**READING TEXT:**
(begin)

The framework encompasses under a common umbrella several options for MVPN
control plane, data plane and other relevant functions (many of these choices
have been considered on their own right in previous
drafts).
This note focuses on
PE-PE transmission of multicast routing described in section 5 of the
"2547bis-mcast" draft. We believe that to achieve productive progress and
increase interoperability chances among products from different vendors that
will support 2547bis-based MVPNs, the number of alternatives in section 5 need
to:
a) Be reduced to a minimum
number of possible alternatives, and
b) Clearly spell out required and
optional alternatives.
Among the
alternatives, we believe that BGP is the preferred approach. BGP has the
advantage of:
- reliable
transport;
- established
inter-provider operations;
- a
parallel operational model of the unicast 2547.

(end)

**CHALLENGES:**
a – Could you copy, word for word, the part of the MVPN note that opens with the words containing "This note focuses" and closes with "optional alternatives."?
b – Answer these questions about the MVPN note:
(i) Which section of the "2547bis-mcast" draft describes the PE-PE transmission of multicast routing that the note focuses on?
(ii) Which approach does the note call preferred among the alternatives?
(iii) What kind of transport does the note list as an advantage of that approach?

**EXCERPTED DATA:**

(begin)

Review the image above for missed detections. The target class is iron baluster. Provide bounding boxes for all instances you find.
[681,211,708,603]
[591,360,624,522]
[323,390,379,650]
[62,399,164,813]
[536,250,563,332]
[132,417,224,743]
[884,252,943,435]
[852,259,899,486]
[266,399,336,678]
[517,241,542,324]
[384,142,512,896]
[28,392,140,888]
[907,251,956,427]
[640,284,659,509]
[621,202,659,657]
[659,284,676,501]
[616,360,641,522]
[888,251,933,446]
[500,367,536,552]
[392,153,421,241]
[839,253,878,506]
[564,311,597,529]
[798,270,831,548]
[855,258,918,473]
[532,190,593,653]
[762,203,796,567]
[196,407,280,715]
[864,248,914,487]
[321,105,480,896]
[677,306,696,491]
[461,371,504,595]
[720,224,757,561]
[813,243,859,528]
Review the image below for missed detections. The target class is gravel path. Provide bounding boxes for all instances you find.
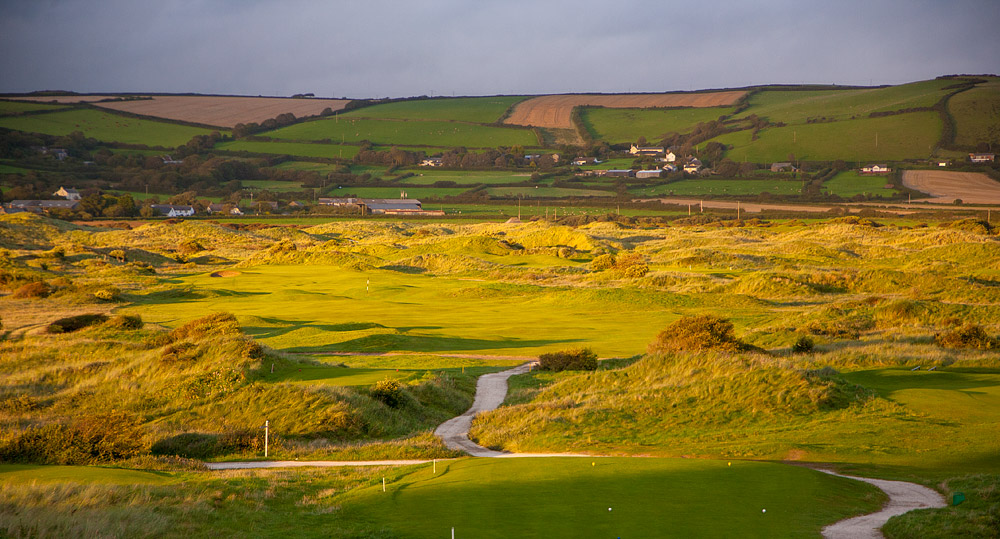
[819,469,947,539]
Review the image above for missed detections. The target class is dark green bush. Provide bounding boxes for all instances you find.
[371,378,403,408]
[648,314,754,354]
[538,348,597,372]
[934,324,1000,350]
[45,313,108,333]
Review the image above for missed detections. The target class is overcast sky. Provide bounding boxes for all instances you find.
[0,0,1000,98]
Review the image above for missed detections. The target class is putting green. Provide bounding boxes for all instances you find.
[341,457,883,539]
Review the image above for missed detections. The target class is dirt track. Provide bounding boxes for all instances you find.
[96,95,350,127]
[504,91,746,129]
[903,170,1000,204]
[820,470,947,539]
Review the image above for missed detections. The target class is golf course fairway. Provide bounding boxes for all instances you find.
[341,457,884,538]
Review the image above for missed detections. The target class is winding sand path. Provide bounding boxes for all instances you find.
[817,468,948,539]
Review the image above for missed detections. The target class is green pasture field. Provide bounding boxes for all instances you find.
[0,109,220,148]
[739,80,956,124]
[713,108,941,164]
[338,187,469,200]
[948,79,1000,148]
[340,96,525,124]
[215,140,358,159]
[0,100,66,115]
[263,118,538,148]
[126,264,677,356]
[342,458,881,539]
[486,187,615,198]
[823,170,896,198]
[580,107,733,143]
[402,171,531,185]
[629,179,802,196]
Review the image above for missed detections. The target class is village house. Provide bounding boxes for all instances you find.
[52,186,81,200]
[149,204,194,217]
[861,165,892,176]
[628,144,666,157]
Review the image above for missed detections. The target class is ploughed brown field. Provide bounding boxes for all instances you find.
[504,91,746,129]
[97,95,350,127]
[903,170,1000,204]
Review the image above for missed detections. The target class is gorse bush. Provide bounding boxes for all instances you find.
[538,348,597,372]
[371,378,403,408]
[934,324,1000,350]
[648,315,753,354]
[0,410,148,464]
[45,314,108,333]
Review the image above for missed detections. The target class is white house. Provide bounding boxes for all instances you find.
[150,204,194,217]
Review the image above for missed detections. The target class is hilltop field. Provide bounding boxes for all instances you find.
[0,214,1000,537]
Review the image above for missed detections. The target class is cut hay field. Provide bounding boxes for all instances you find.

(end)
(begin)

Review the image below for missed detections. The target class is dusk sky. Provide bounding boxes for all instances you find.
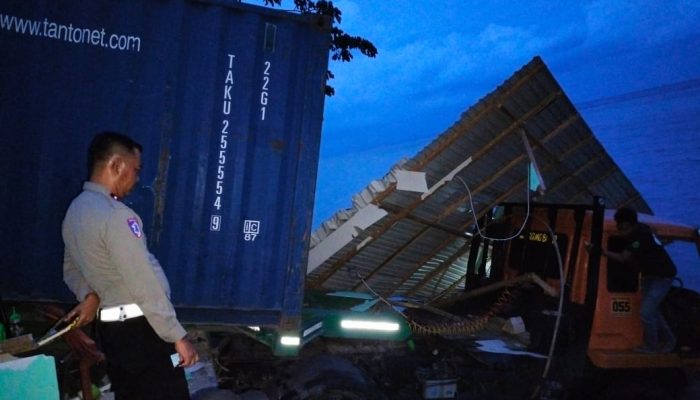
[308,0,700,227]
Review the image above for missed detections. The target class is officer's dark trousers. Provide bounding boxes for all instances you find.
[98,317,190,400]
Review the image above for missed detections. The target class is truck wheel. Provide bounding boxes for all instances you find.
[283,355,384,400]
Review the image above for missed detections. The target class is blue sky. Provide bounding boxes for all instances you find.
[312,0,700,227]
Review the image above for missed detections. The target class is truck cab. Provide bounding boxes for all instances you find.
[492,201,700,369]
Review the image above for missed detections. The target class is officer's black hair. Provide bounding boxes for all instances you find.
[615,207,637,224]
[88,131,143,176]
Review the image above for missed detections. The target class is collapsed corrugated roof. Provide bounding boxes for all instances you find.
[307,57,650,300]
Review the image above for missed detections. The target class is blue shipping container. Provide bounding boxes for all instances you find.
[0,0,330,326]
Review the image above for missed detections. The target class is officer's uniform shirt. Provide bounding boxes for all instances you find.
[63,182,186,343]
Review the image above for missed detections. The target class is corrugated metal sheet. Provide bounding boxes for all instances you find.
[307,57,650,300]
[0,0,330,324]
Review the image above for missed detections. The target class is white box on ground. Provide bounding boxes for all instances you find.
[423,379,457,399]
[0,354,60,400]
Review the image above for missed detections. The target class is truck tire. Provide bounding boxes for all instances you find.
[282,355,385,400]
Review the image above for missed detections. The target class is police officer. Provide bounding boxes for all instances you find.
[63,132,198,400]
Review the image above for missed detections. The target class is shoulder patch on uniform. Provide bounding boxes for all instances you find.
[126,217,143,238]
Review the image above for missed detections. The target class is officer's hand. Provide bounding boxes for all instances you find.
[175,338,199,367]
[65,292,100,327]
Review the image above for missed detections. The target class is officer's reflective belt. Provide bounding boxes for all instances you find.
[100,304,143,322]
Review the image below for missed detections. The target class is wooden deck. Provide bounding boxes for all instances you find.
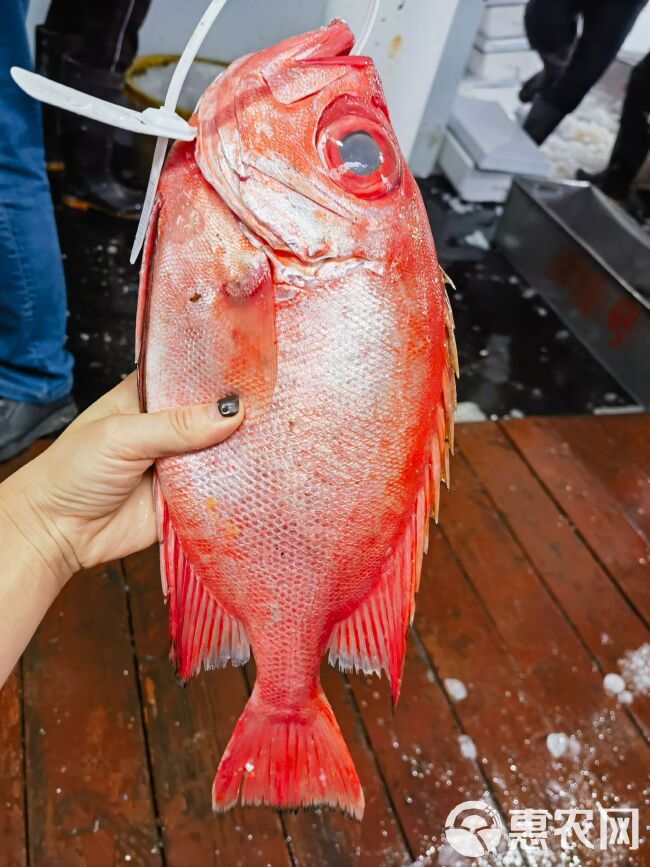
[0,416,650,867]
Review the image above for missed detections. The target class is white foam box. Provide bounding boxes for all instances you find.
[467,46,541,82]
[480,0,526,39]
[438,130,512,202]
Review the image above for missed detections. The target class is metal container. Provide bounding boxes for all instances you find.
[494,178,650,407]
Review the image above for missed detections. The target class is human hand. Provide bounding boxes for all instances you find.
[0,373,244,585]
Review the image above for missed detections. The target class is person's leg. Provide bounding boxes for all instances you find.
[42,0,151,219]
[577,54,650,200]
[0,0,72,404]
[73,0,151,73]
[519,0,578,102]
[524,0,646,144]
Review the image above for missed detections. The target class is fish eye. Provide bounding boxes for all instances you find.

(end)

**IN RESPONSE:**
a –
This note focuses on
PE-PE transmission of multicast routing described in section 5 of the
"2547bis-mcast" draft. We believe that to achieve productive progress and
increase interoperability chances among products from different vendors that
will support 2547bis-based MVPNs, the number of alternatives in section 5 need
to:
a) Be reduced to a minimum
number of possible alternatives, and
b) Clearly spell out required and
optional alternatives.

b –
(i) Section 5
(ii) BGP
(iii) Reliable transport